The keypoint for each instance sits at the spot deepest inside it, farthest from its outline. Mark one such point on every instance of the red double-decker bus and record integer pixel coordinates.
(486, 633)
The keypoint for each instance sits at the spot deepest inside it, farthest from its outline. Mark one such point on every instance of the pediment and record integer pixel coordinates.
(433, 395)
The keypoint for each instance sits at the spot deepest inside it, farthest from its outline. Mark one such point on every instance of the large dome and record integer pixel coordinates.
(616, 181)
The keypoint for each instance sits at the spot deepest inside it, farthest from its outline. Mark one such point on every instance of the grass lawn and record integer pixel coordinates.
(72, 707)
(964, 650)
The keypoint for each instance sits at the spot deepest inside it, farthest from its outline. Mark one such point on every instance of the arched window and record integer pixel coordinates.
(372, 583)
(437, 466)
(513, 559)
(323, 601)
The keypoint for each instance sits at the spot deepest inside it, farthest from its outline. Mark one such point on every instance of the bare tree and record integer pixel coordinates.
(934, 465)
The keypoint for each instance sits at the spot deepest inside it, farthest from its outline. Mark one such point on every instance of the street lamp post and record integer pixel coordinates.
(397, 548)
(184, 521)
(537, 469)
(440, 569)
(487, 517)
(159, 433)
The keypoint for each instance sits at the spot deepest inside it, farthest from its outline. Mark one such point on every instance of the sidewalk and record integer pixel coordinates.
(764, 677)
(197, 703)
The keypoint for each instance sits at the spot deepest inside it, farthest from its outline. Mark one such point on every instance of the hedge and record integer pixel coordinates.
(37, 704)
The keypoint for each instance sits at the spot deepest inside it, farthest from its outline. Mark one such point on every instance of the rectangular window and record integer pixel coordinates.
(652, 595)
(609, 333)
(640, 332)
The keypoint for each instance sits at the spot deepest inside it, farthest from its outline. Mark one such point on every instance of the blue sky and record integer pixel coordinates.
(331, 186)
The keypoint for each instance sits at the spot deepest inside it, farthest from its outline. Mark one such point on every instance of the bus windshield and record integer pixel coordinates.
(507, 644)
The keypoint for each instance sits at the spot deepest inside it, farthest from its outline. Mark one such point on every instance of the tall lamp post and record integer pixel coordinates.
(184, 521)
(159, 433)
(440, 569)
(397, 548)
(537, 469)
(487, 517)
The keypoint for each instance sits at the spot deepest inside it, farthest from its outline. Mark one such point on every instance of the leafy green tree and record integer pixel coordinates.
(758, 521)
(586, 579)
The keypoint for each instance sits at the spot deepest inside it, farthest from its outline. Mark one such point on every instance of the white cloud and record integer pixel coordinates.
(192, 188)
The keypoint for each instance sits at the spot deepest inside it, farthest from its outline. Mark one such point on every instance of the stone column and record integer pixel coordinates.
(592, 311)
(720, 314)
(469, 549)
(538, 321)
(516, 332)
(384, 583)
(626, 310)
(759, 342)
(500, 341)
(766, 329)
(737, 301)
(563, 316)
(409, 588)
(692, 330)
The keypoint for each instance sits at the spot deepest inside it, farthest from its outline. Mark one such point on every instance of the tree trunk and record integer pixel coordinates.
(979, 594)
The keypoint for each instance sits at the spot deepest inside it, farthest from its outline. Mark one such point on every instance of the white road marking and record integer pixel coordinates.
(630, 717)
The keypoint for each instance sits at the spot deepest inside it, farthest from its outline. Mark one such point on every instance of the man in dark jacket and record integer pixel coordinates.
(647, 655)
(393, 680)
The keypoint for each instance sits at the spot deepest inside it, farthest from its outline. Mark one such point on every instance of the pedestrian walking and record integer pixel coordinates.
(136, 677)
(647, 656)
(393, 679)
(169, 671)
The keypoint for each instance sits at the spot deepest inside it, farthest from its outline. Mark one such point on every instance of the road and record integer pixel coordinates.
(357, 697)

------------------------------

Exercise prompt:
Transcribe, in full, each record that appears above.

Output for this exercise:
The keypoint for each instance sits at the spot deepest inside it, farthest from its outline. Mark one such point on every instance of the red double-decker bus and record integer pixel coordinates.
(486, 633)
The keypoint for each instance sits at the spot deepest inside it, farthest from its outline. Mark one such point on every instance of the pediment and record integer pixel coordinates.
(433, 395)
The keypoint for each instance sits at the spot deepest inside it, farthest from its outline. Mark one such point on every instance of the large dome and record integer pixel coordinates.
(616, 181)
The keypoint for each instance sits at the spot deepest inside it, farthest from its outline. Mark one such point on every instance of the grass lawn and record integer pixel coordinates.
(72, 707)
(964, 650)
The keypoint for each instance sits at the spot deepest inside it, farthest from its outline. Mark one such point on every instance of the arched window and record integer pixel coordinates.
(372, 583)
(437, 466)
(513, 559)
(323, 601)
The keypoint for each instance sits at the spot deepest inside it, farthest from its outline. Mark one such point on every instance of the bare tree and record integer pixel coordinates.
(934, 465)
The keypoint for each instance sits at the spot deepest inside it, farthest from its outline. Mark one such point on every instance of the street lamp post and record integer pixel coordinates.
(397, 548)
(184, 521)
(537, 469)
(440, 569)
(487, 517)
(159, 433)
The keypoint for each instance sits at the spot deepest inside it, farthest from its outline. Mark one such point on every instance of the sidewalk and record integer pixel coordinates.
(764, 677)
(197, 703)
The keypoint for each instance sits at the spot deepest inside it, farthest from its outline. Mark one such point on every instance of the hedge and record integer pixel coordinates.
(37, 704)
The keypoint for each instance sits at the spot deepest inside it, farthest from its outline. Mark one such point on every instance of the rectangular window and record integer pixel coordinates.
(652, 595)
(609, 333)
(640, 332)
The keypoint for each instance sits at the spot deepest inside it, farthest from its outline. Mark one such point on every instance of the blue sky and record integer pixel coordinates.
(331, 186)
The keypoint for each instance sits at the spot deepest inside it, farthest from its outline. Mark one such point on every instance of the bus windshield and record integer pixel coordinates.
(507, 644)
The keypoint for each instance sits at the spot deepest inside it, farthest from its outline. Mark one such point on every instance of the tall lamp post and record integer pixel coordinates.
(184, 521)
(159, 433)
(440, 569)
(397, 548)
(537, 469)
(487, 517)
The keypoint for each instance sits at the spot deepest inside it, farthest from its outline. Mark one such point on every instance of the leafy green tree and record integer pixel coordinates.
(758, 521)
(586, 579)
The keypoint for each instance sits at the spot deepest inside it, farthest from its outline. Mark one such point on every instance of the white cloud and record integer pixel coordinates.
(192, 188)
The keypoint for each instance sits at the spot deepest inside it, farthest from its outline. Mark one such point on every instance of the stone column and record integer pixel coordinates.
(592, 311)
(720, 314)
(469, 549)
(538, 321)
(516, 332)
(384, 583)
(626, 310)
(759, 342)
(500, 341)
(766, 329)
(737, 301)
(563, 316)
(409, 588)
(692, 330)
The keypoint for each instance sits at the spot deepest inside it, farthest from its outline. Mark one such point on every instance of the tree trunk and record integer pixel coordinates.
(979, 594)
The keypoint for each instance sits at the spot deepest inside it, farthest from its outline. Mark one such point on every instance of the white road marking and record integer pixel coordinates.
(630, 717)
The keypoint for each instance sits at the spot deepest inside it, farthest from its outline. Mark one such point on every instance of the man in dark jacket and record integer pixel coordinates.
(647, 655)
(393, 680)
The keypoint for each instance sits at the spot deepest inside it, farthest from its outline. Mark one such point on every instance of the pedestrian walking and record integer pixel coordinates.
(136, 677)
(647, 656)
(393, 679)
(169, 671)
The keypoint for each instance sits at the spot deepest inside it, farthest from its outline. Mark one such point on every instance of the road and record integer pixel coordinates.
(357, 697)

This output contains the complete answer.